Document passage

Start of Block

NVIDIA has unveiled a new pretraining methodology utilizing the NVFP4 format, which allows for the training of large language models (LLMs) with 4-bit precision. This represents a significant advancement in AI infrastructure, as traditional methods have mostly relied on 8-bit floating point formats. The company's research highlights the successful training of a 12-billion-parameter hybrid Mamba-Transformer across an impressive 10 trillion tokens, marking the longest documented training run at this precision level.
The NVFP4 format, designed for NVIDIA’s Blackwell Tensor Cores, microscales low-precision elements into a single scale factor. This approach enables the model to compress dynamic range while reducing quantization errors, a common challenge in long token horizons. The research team reported that the resulting model achieved a score of 62.58% on the MMLU-Pro 5-shot benchmark, closely following the FP8 baseline's 62.62%.
Understanding NVFP4's Innovations
NVFP4 introduces three core changes to the microscaling format. The block size has been reduced from 32 to 16 elements, allowing for a narrower dynamic range that each scale factor covers. Additionally, NVFP4 uses E4M3 for block scale factors, focusing on mantissa precision over exponent range. This adjustment ensures that maximum values within each block can be mapped closer to the highest representable values in FP4 precision. Lastly, NVFP4 adds a second scaling level, an FP32 per-tensor scale, which keeps the block scales within range.
These advancements enable NVFP4 to achieve remarkable performance on NVIDIA Blackwell, yielding throughput speeds of up to 4× over BF16 on the GB200 and 6× on the GB300. This means approximately double the speed of FP8 while halving the operand memory footprint.
Training Methodology and Stability
NVIDIA also outlined a four-part training methodology essential for effectively using NVFP4. An initial attempt to quantize all linear-layer GEMMs to NVFP4 led to early divergence during training. The team pinpointed four key components to stabilize the training process:
- Selective High Precision: Keeping linear layers in BF16 for the first two and final eight of the 62 blocks ensures sufficient dynamic range during training.

End of Block

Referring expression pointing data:
Start of Block

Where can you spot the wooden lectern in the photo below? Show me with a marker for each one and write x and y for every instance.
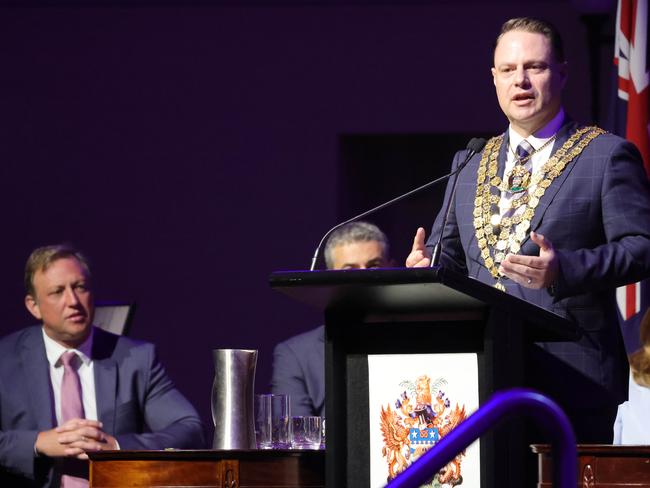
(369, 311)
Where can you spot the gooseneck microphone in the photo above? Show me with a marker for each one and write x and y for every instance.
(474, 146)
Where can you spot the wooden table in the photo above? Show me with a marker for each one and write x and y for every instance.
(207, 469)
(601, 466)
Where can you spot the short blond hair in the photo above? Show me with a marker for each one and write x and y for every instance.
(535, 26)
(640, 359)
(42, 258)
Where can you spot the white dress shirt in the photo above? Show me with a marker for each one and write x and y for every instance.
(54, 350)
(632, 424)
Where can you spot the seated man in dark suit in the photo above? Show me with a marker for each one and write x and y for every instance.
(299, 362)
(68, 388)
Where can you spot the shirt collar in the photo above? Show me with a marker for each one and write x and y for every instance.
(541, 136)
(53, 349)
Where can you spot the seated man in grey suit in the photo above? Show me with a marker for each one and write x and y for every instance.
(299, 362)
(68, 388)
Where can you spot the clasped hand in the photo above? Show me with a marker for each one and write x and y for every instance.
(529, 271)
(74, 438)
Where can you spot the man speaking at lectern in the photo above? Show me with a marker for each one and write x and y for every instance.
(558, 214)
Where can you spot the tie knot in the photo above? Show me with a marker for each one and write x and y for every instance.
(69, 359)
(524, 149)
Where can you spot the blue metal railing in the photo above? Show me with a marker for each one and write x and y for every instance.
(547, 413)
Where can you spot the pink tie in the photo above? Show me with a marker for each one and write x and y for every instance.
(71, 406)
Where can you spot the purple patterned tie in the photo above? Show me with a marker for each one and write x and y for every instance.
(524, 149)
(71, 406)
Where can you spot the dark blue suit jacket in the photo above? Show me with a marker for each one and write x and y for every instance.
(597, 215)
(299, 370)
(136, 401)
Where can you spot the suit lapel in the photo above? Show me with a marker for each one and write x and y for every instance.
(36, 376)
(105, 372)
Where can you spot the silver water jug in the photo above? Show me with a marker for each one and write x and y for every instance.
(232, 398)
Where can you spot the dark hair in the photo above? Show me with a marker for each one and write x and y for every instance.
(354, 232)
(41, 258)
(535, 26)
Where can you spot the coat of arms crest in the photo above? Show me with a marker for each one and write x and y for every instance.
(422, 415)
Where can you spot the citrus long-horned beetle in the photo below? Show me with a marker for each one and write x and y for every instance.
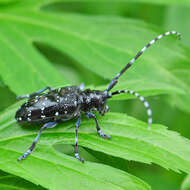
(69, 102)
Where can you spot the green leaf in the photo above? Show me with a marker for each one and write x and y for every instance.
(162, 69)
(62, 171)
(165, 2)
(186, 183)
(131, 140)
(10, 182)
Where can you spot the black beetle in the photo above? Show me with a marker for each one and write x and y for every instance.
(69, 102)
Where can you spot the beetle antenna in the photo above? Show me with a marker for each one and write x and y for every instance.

End of Block
Start of Block

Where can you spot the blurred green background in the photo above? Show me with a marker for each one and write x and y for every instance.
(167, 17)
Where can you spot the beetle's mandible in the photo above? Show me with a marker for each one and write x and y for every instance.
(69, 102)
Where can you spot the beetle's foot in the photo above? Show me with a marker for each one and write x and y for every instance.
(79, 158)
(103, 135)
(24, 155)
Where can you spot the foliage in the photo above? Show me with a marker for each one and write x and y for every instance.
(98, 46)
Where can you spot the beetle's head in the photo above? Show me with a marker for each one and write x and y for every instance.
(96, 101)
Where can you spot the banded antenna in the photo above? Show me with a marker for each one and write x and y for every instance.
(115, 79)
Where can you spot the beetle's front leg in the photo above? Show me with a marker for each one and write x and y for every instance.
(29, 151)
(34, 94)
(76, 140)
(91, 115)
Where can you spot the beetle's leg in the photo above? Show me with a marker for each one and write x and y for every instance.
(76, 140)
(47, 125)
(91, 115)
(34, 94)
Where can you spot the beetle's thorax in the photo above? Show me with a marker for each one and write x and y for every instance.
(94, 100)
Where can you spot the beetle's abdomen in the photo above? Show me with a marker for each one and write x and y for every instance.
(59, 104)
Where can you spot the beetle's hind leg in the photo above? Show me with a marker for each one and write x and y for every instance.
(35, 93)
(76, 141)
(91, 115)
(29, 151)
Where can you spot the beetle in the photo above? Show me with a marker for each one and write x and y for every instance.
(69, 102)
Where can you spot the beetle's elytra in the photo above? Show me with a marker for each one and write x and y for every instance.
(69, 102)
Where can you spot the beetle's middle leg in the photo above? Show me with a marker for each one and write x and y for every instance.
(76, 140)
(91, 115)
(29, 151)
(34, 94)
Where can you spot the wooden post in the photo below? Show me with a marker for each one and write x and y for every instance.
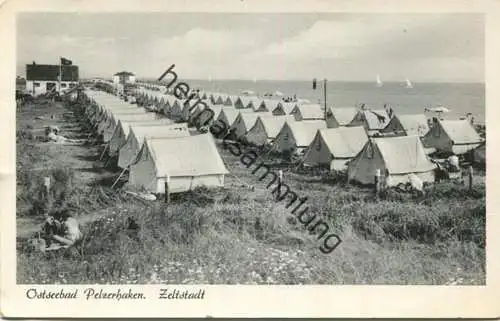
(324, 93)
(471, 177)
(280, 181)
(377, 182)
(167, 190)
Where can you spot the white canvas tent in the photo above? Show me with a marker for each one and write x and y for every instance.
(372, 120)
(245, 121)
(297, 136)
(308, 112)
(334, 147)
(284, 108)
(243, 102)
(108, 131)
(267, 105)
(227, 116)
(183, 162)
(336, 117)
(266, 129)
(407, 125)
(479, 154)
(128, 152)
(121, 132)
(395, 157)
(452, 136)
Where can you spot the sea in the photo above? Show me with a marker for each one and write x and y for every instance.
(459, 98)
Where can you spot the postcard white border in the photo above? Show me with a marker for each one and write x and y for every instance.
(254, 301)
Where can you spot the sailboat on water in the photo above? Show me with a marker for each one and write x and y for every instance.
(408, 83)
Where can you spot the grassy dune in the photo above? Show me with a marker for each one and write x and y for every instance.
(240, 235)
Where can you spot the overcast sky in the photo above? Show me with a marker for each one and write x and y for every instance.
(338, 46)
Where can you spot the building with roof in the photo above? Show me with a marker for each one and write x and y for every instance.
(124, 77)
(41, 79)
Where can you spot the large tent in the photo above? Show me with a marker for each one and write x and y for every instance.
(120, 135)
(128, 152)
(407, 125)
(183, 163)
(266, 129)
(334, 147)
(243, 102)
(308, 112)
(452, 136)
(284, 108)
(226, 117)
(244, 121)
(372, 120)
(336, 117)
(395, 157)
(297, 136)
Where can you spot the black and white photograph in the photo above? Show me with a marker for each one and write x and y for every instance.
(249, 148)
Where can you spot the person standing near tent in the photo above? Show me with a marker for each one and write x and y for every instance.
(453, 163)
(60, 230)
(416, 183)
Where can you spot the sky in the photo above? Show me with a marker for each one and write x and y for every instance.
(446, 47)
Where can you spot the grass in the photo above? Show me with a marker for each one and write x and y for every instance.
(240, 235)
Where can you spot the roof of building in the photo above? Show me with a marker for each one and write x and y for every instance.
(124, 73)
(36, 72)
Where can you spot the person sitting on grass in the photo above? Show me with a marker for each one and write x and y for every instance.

End of Block

Instructions
(A) In the NVFP4 article, how many elements are in each block?
(B) Copy out the NVFP4 article between "NVIDIA has unveiled" and "this precision level.", inclusive.

Results in order
(A) 16 elements, reduced from 32.

(B)
NVIDIA has unveiled a new pretraining methodology utilizing the NVFP4 format, which allows for the training of large language models (LLMs) with 4-bit precision. This represents a significant advancement in AI infrastructure, as traditional methods have mostly relied on 8-bit floating point formats. The company's research highlights the successful training of a 12-billion-parameter hybrid Mamba-Transformer across an impressive 10 trillion tokens, marking the longest documented training run at this precision level.